=== Sayfa Alıntısı ===
Günlerdir görmemişsindir. Arada belki aklına gelmiştir kimi zaman. Birgün aniden çıkar karşına, gözlerin dolar, unutursun konuşmayı. Hıçkırıklar boşalır yalnızca. Engel olmak istemezsin. Kırılmış set kapakları bilirsin. İşte o an anlarsın, ne çok özlemişsin.
Şarkılar hep söyler ya, bazen öyle olmuyor işte. Kokusuna hasret sarılmıyorsun eşyasına. Resimlerine takılıp kalmıyorsun. Meskenin değil cam kenarları her daim. Ağlamıyorsun geldikçe aklına. Çünkü öylesi çok gelmiyor aklına.
Ama birgün, ansızın, apansın dikiliveriyor karşında. Gülümsüyor sana. İşte o an, o an anlıyorsun. Özlemişsin...
=== Çıkarılan Bilgiler ===
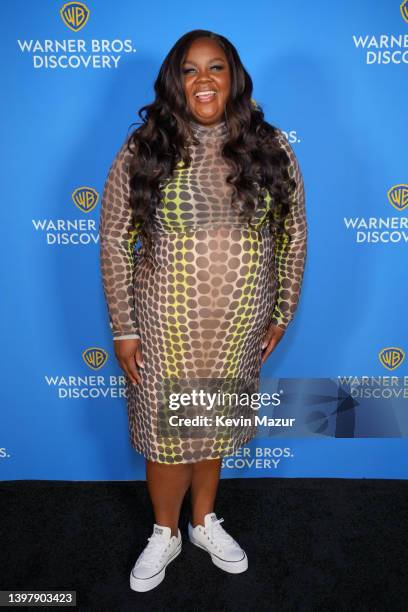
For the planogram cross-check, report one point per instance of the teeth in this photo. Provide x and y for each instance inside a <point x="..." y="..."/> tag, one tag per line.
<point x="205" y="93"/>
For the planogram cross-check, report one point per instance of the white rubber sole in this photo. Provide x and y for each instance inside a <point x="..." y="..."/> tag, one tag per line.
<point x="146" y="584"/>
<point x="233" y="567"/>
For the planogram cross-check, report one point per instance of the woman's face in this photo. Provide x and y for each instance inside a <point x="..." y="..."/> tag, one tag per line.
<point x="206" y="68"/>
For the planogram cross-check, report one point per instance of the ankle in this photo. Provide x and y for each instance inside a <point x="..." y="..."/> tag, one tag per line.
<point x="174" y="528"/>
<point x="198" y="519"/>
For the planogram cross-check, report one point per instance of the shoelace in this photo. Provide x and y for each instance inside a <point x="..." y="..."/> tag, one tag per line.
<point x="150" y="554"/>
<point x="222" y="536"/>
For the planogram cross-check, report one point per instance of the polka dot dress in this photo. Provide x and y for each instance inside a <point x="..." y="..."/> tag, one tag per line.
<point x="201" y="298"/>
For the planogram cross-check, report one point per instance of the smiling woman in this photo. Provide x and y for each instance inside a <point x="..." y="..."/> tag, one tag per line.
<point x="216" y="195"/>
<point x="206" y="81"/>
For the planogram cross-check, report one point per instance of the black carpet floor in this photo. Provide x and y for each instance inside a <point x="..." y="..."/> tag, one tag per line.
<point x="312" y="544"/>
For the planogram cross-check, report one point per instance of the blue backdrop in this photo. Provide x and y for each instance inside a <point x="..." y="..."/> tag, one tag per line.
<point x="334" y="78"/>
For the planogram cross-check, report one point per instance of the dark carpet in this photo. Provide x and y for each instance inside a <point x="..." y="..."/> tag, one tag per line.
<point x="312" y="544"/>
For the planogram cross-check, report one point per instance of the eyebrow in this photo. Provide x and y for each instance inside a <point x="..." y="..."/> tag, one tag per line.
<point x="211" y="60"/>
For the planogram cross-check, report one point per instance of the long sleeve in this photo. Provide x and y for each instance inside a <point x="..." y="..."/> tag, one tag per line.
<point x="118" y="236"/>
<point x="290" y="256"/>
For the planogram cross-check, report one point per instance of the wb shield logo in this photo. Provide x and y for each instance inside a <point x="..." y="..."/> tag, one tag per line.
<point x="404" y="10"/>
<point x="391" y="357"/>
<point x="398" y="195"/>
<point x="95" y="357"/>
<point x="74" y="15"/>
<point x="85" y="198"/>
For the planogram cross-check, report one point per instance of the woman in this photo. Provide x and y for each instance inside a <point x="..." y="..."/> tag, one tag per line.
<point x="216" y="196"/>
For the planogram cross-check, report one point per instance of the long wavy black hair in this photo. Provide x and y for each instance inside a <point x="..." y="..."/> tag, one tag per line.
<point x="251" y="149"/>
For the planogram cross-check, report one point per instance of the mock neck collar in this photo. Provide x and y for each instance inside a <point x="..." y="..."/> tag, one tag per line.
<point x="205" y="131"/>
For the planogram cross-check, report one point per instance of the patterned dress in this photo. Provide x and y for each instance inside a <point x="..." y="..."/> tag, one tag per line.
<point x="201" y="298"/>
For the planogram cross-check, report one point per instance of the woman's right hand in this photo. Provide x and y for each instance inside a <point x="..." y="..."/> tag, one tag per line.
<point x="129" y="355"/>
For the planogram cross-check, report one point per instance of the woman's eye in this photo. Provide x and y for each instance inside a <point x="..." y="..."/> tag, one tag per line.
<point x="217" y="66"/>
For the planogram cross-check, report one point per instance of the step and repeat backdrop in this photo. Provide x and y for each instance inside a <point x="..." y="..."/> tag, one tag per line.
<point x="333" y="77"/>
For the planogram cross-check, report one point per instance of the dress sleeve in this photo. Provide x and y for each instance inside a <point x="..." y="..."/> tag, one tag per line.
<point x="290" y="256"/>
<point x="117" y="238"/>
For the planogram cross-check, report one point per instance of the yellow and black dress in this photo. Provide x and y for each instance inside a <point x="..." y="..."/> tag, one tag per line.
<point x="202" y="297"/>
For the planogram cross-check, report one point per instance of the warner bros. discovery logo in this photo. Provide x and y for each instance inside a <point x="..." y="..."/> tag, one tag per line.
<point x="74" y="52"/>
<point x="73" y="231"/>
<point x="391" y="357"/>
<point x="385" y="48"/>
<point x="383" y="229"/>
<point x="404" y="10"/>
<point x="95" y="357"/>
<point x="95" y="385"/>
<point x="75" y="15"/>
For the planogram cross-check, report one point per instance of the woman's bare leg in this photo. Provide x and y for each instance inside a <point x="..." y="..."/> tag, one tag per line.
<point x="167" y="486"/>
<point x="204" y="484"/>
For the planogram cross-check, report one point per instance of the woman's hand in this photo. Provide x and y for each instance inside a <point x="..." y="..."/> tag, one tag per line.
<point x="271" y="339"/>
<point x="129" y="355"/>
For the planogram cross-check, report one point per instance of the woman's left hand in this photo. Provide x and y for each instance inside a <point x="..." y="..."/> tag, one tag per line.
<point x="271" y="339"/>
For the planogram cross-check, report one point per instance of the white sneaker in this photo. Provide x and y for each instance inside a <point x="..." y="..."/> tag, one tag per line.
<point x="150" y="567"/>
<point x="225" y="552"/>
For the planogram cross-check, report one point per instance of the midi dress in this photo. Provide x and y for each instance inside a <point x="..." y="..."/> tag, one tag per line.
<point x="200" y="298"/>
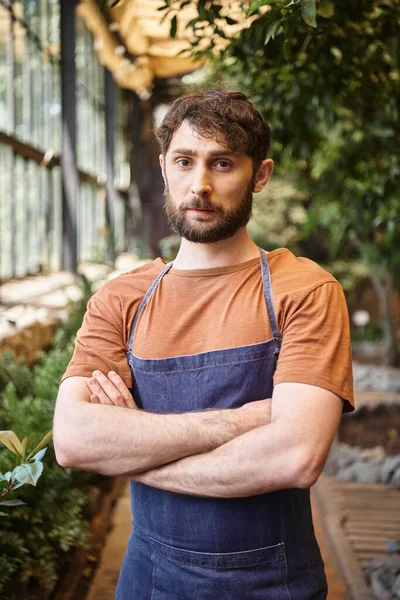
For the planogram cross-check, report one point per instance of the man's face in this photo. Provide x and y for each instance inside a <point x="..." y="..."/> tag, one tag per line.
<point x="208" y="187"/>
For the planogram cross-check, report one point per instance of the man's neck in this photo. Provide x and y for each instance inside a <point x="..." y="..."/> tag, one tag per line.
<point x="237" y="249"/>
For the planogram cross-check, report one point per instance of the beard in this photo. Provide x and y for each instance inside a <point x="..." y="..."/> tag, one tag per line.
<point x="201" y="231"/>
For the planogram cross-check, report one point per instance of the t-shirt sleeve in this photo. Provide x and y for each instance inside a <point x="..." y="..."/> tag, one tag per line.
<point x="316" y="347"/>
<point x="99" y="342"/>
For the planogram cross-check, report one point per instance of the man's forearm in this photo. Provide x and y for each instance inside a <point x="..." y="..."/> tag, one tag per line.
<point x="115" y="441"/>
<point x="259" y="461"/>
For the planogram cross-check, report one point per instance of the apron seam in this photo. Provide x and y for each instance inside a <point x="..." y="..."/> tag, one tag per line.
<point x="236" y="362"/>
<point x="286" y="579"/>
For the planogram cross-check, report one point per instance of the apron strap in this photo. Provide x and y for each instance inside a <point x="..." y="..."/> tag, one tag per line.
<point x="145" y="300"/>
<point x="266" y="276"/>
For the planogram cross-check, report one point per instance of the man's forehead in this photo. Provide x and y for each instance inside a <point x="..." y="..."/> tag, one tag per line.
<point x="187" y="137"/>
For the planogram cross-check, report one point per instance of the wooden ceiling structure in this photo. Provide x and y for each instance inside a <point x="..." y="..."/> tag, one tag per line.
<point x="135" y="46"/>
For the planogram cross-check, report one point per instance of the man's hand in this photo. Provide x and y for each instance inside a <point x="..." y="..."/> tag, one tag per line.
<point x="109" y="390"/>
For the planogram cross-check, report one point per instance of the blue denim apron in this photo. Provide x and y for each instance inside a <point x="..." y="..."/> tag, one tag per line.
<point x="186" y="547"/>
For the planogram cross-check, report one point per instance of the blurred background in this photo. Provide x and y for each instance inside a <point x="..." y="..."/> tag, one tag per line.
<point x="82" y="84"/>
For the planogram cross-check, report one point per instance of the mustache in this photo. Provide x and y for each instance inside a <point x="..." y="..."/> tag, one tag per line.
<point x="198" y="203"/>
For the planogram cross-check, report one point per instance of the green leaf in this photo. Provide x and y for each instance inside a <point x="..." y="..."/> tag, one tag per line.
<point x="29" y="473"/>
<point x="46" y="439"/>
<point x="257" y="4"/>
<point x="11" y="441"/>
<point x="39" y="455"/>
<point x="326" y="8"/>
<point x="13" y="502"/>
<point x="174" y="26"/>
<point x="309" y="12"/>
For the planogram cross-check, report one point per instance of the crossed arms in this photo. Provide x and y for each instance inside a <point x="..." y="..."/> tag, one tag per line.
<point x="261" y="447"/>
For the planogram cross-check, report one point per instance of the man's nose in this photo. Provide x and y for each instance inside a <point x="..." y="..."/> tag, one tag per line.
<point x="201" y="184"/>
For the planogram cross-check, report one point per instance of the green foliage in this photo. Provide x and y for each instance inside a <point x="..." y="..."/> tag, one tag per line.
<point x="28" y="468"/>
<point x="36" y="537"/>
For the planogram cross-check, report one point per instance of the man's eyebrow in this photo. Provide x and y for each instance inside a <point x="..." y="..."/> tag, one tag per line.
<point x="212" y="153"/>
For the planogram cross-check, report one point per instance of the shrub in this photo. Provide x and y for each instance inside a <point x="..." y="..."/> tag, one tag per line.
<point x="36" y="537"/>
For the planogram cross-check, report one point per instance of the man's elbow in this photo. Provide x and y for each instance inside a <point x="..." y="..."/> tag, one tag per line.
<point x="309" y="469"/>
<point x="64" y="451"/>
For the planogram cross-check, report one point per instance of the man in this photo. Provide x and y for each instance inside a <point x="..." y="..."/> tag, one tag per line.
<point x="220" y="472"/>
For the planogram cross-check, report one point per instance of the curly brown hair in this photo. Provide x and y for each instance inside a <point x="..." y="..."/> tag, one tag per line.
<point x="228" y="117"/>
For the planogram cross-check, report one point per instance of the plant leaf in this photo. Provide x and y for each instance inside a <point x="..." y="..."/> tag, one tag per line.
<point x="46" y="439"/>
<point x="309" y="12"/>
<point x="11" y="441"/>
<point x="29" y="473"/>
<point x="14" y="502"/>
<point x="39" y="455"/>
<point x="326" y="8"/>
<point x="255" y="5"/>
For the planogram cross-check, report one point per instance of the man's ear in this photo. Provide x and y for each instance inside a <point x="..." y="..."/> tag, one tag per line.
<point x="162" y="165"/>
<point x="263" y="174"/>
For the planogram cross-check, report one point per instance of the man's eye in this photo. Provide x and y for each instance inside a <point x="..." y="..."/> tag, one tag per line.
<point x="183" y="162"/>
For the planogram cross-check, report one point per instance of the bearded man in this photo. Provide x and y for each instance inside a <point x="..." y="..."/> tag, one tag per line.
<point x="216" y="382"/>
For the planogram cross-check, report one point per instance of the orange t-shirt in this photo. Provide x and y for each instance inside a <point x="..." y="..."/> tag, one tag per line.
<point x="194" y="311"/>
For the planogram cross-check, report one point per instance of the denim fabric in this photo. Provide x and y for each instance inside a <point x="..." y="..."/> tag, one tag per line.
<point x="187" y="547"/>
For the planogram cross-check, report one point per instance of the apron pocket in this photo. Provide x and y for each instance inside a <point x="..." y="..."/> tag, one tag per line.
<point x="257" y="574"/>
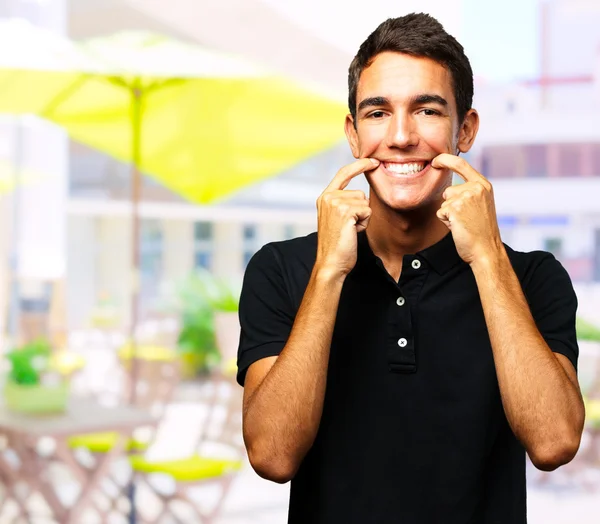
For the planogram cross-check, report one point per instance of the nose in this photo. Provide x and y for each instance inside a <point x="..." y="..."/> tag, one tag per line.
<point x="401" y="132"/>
===
=== Çıkarılan Bilgiler ===
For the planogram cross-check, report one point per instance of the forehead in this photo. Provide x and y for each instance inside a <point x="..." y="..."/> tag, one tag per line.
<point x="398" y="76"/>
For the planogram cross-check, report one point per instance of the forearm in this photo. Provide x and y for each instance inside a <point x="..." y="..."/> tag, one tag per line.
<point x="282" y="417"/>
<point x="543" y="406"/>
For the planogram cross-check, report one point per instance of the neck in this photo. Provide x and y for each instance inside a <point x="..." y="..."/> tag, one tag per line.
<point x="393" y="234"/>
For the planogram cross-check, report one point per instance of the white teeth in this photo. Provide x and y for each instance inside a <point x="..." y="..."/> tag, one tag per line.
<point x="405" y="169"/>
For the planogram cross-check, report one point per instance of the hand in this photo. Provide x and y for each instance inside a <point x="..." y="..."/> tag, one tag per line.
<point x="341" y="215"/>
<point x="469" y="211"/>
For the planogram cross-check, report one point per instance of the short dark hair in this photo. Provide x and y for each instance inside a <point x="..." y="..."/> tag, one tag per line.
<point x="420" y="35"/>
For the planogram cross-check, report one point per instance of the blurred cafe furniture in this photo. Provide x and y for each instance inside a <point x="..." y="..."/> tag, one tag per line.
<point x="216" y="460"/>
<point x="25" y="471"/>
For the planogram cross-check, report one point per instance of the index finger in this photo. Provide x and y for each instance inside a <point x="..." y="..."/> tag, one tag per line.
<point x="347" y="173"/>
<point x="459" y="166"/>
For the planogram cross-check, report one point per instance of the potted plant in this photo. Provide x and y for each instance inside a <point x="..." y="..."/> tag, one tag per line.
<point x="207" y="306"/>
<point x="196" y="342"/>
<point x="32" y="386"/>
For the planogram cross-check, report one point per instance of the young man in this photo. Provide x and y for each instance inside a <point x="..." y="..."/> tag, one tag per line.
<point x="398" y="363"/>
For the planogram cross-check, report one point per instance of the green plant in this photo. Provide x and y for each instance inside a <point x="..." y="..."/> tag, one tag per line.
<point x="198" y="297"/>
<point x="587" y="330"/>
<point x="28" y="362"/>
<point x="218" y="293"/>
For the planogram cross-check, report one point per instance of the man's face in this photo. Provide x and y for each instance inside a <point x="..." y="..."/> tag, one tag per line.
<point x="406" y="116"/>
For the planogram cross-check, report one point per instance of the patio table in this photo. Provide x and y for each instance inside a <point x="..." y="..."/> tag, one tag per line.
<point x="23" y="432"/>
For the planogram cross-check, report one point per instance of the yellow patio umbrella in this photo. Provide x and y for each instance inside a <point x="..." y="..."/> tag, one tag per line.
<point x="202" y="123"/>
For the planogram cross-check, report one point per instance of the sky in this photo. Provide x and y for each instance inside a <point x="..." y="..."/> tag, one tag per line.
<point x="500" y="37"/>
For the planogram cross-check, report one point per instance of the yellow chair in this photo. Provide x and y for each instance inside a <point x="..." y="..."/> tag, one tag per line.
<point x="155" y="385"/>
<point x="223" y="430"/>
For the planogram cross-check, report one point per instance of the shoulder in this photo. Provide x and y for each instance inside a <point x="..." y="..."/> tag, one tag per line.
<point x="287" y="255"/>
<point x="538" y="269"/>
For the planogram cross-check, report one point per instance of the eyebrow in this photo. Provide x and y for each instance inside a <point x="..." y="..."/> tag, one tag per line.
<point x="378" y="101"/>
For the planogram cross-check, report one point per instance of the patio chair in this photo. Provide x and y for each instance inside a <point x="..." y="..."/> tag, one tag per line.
===
Görev A:
Özlem konulu metne göre, biri aniden karşına çıktığında gözlerin dolunca neyi unutursun?
Görev B:
Özlem konulu metni kaldığı yerden sürdürün.
Listedeki veriler başka bir kaynaktan alınmıştır.

Yazılı Yanıt A:
Konuşmayı.

Yazılı Yanıt B:
Bir sevgiliyi, yâri özlemek değildir, özlemek.
İnsan, içtiği kahveyi, uyurken sarıldığı oyuncağını bile özler. Oturduğu koltuğu, oturduğunda duyduğu keyfi de özler. Bir çift tatlı sözü de. Köpeğini özler.
Başka bir şey özlemek. Alışkanlıklardan vazgeçememek gibi. Ama sevmek var özünde. Belki de başka bi şey.
Tuhaf bir duygu özlem. Bazen midene oturuyor, acısından gözün bişey görmüyor. Bazen de hiç anlamıyorsun, tekrar görünceye kadar.
İnsan kaybettiğini anladığında mı başlar özlemeye... Yahut, kaybetmediğini düşündüğü için mi yakar içini özlem ateşi. Ya da alıştırır kendini de ondan mı anlamaz özlediğini...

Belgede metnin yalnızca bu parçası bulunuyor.